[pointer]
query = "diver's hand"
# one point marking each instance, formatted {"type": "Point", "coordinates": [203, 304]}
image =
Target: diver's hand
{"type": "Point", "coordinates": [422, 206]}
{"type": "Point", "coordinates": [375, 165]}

◆ ◆ ◆

Task brief: Output each line of the material exactly, keeping every word as it appears.

Reply to the exercise:
[pointer]
query = "diver's hand"
# one point marking each instance, formatted {"type": "Point", "coordinates": [203, 304]}
image =
Target: diver's hand
{"type": "Point", "coordinates": [422, 206]}
{"type": "Point", "coordinates": [375, 165]}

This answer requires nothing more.